GIVEN TASK: Gather every line in the entries below that contains the string "Target". Case counts, so match uppercase and lowercase letters exactly.

SUPPLIED MATERIAL:
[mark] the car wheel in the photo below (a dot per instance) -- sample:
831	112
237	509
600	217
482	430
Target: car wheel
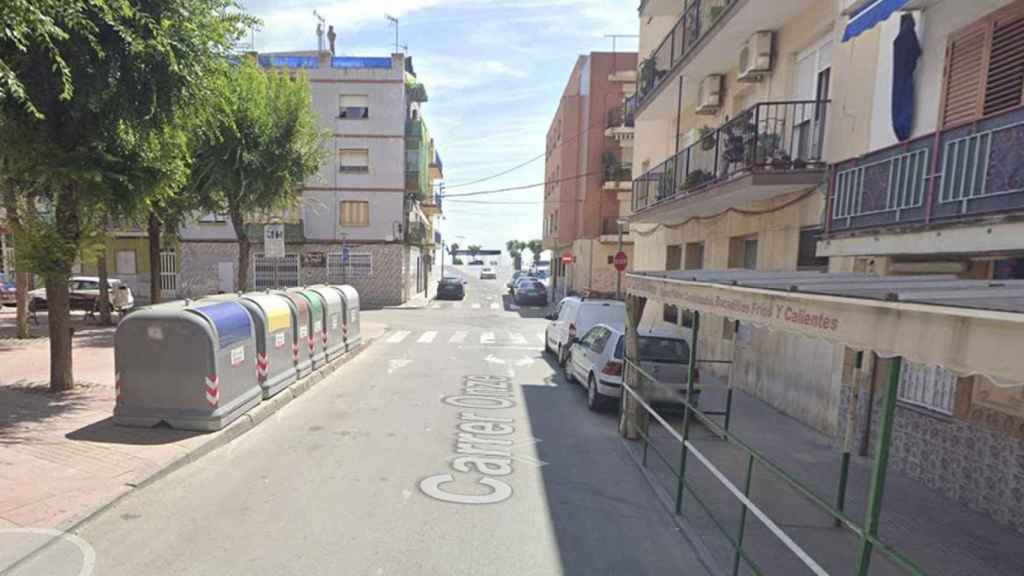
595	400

---

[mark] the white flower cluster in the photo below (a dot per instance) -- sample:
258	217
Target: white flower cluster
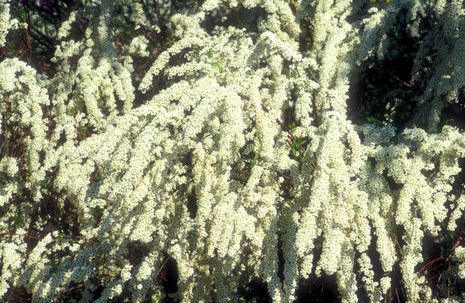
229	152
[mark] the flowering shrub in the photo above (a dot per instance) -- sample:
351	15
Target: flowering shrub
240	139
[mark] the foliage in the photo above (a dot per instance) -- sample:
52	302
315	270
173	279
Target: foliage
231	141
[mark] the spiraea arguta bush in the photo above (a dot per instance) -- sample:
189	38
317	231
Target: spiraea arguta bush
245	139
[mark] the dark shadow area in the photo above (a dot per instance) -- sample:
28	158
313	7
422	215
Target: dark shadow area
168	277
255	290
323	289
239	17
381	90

TASK RESULT:
Target: car wheel
Target: white flower cluster
Target: flowering shrub
Target: foliage
Target: spiraea arguta bush
Target: dark shadow area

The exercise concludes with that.